▶ The input
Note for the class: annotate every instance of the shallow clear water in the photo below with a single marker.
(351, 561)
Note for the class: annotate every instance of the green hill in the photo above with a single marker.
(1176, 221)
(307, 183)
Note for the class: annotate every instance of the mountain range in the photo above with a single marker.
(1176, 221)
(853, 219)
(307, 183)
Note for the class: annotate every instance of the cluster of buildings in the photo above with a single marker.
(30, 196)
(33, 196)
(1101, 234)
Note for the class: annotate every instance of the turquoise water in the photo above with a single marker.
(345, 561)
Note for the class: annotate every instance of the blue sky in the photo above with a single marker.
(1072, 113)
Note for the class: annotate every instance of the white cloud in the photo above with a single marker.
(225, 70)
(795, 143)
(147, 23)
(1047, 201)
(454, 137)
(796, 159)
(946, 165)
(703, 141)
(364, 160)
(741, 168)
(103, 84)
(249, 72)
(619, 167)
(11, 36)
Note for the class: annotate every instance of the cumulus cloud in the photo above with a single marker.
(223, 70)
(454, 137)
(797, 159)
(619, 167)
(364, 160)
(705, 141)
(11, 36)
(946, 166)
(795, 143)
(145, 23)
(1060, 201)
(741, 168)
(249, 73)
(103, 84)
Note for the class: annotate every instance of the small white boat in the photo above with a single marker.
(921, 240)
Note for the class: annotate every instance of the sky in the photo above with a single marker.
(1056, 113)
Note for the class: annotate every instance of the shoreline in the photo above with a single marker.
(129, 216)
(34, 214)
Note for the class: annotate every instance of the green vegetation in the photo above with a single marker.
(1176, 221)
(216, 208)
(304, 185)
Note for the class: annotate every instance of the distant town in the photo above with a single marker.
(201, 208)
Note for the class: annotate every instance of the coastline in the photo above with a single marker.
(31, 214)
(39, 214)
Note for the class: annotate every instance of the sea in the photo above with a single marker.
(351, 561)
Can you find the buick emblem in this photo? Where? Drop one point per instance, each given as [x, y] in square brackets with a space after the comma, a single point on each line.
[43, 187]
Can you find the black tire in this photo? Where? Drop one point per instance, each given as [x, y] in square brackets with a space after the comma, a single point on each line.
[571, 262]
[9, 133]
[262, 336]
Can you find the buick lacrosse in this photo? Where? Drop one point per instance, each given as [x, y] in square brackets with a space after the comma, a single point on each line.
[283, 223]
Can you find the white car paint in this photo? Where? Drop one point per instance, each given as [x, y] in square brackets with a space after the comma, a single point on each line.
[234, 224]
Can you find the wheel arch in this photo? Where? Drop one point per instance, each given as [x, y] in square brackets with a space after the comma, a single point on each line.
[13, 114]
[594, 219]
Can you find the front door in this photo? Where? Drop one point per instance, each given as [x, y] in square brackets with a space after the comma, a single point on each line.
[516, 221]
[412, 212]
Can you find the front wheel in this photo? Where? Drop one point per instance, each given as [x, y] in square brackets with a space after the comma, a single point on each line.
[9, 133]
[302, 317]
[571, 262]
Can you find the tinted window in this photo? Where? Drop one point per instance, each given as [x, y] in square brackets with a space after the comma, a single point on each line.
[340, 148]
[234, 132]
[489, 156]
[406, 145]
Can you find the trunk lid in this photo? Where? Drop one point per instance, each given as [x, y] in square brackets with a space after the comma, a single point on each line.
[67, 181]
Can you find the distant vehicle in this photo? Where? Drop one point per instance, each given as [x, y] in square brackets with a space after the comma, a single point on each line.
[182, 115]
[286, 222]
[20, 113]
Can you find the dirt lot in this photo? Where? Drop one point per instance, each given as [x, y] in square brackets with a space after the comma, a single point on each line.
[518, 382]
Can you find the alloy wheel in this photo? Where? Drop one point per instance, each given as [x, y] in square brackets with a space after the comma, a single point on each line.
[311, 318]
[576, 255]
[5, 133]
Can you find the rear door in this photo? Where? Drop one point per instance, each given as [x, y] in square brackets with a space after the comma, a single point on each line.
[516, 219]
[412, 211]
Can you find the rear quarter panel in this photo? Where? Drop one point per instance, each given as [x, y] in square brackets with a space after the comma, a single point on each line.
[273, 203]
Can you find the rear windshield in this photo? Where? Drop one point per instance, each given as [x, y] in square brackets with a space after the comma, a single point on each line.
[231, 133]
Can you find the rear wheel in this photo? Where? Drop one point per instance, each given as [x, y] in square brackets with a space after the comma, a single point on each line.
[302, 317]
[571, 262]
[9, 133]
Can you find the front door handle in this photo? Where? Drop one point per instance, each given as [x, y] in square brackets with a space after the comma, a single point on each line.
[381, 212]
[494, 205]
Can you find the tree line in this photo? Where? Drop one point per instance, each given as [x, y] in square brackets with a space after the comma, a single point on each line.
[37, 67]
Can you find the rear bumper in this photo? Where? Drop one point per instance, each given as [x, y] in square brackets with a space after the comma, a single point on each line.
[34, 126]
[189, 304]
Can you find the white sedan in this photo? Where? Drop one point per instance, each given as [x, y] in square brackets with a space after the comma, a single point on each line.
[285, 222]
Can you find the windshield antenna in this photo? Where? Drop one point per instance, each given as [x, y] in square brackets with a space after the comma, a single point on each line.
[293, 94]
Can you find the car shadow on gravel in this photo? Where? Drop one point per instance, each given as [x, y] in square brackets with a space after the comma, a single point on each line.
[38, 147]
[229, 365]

▶ Work instructions
Set down each entry exactly as it appears above.

▶ Response area
Note for the class: annotate every instance of the shallow clear water in the photo below with a single marker.
(351, 561)
Note for the class: annotate every instance of the green hill in the photo above with a single marker.
(1176, 221)
(307, 183)
Note for the class: annotate every instance of the mountain range in the photo above with a single marker.
(1176, 221)
(853, 219)
(307, 183)
Note for the class: annotate every instance of the cluster of buildings in the photo above with a single marker.
(30, 196)
(33, 196)
(1101, 234)
Note for the class: annotate every instance of the turquoise water in the photo above with a single marker.
(345, 561)
Note for the class: annotate every instance of the blue sky in the photo above with a single marker.
(1072, 113)
Note for the class: annotate every instance of the white cloud in the photo above with a single marker.
(225, 70)
(795, 143)
(147, 23)
(1047, 201)
(454, 137)
(796, 159)
(946, 165)
(703, 141)
(364, 160)
(741, 168)
(103, 84)
(249, 72)
(619, 167)
(11, 36)
Note for the class: annotate every instance of the cumulus cloud in the photo above with a single marker.
(223, 70)
(454, 137)
(797, 159)
(619, 167)
(364, 160)
(705, 141)
(11, 36)
(946, 166)
(795, 143)
(145, 23)
(1060, 201)
(741, 168)
(249, 73)
(103, 84)
Note for the class: annotate every instance of the small white boat in the photo above with a single marker.
(921, 240)
Note for the class: annotate every instance of the sky in the photo above with a single marker.
(1056, 113)
Note for the class: annotate every instance of the shoreline in the photo above with a single marker.
(129, 216)
(34, 214)
Note for the class: annotate every instance of the green vegetation in the photo above with a single marker.
(1176, 221)
(216, 208)
(304, 185)
Note for the class: annotate every instance of the distant town in the photo above with a single marker.
(201, 208)
Note for the class: annotate every instance of the coastline in the photo above with a single marker.
(31, 214)
(39, 214)
Note for the class: annotate every instance of the sea in the photo above with a single marker.
(351, 561)
Can you find the buick emblem in this photo? Where? Drop one point per instance, each given as [x, y] in square brackets with a space after the comma, a single point on each line.
[43, 187]
Can you find the black tire in this photo? Where? Drop one point per instance, each given as [x, y] in square brackets with a space after the comma, a single point on each line.
[571, 262]
[9, 133]
[262, 336]
Can you find the buick lacrosse in this photo? Where? Drop one point per instance, each given as [x, y] in square brackets with a space after the comma, a single point on each line.
[283, 223]
Can you find the white car paint in this photo? Where? Drop one point per instance, each given as [x, y] in square brackets with a space after the comma, a single point on each line.
[234, 224]
Can you find the wheel arch in this photo? Where? Drop one point per instance, each given as [x, y] in square brackets with a space after the comma, a single point on each line.
[13, 114]
[594, 219]
Can you find the front door in this photo? Where? Drop one point per instance, each given as [x, y] in square brackets with a space after the comma, a single point on each line.
[516, 221]
[412, 212]
Can you find the front wheel in this photo? Where? Drop one point per instance, each given as [x, y] in square brackets with a space after the comma, a single point on each line.
[9, 133]
[302, 317]
[571, 262]
Can you find the tinted window in this photo? Where? Drop one point per instance, each given as [x, y] in square brackets with a space after the comma, a single point on each line.
[340, 148]
[234, 132]
[489, 156]
[406, 145]
Can you find the trunk lid in this photo? Where? Drop one point per instance, each given as [x, y] in square brackets with a space after the comma, a single point on each line.
[67, 181]
Can you find the distant vehicle in this photo? Where? Drop one point per instance, each given as [x, y] in square brackets with a space after the comma, a single point on each line.
[182, 115]
[286, 222]
[20, 113]
Can you find the dirt lot in this photo? Where? Drop one point per instance, each given as [x, y] in square brackets with a space after the comma, a single point on each line.
[518, 382]
Can you find the alloy wheel in this photo? Where? Drop one point per instance, each given as [x, y] in square brackets with a space after the comma, a single point on each line.
[311, 318]
[576, 255]
[5, 133]
Can you find the rear door in this photo? Where? Drop one point per instance, each given as [x, y] in square brackets with a space after the comma, a single point on each line.
[516, 219]
[412, 211]
Can you find the rear quarter panel in this photo? Where? Drop one point per instance, each given as [x, y] in square brackets with a space after the comma, a single point on each line.
[273, 203]
Can you find the rear windshield in this photo? Where? Drop one point per instance, each given as [x, y] in square brackets with a space after the comma, a single point on each line.
[231, 133]
Can you find the rear wheel in this photo? Where? Drop one point per instance, each given as [x, y] in square brackets with a space after the comma, a single point on each line.
[302, 317]
[571, 262]
[9, 133]
Can you find the front door handle in this photo? Where? Drop one point per instance, each given as [x, y] in square brackets with a space after the comma, a single point on each line.
[381, 212]
[494, 205]
Can you find the tree line in this photo? Where? Drop one point per instance, each given as [x, y] in square brackets with a space after the comma, a single point on each line.
[37, 67]
Can you find the rear bumper in this photo? Where? Drop one point per instance, each given as [x, y] in square brackets with a space after the comma, a single point on each line.
[34, 126]
[189, 304]
Can you find the white sedan in this photo? Where? Drop one point per instance, each given as [x, y] in square brackets with a space after the comma, a single point on each line.
[285, 222]
Can you find the windshield antenna in this photo? Where? Drop one point per instance, each given as [x, y] in square brackets with a space after the comma, a single point on each line.
[293, 94]
Can you find the car shadow on gravel in this photo? Where? Drop one point per instance, each given as [x, y] in square brackets with a space after the comma, a single point on each line.
[38, 147]
[229, 365]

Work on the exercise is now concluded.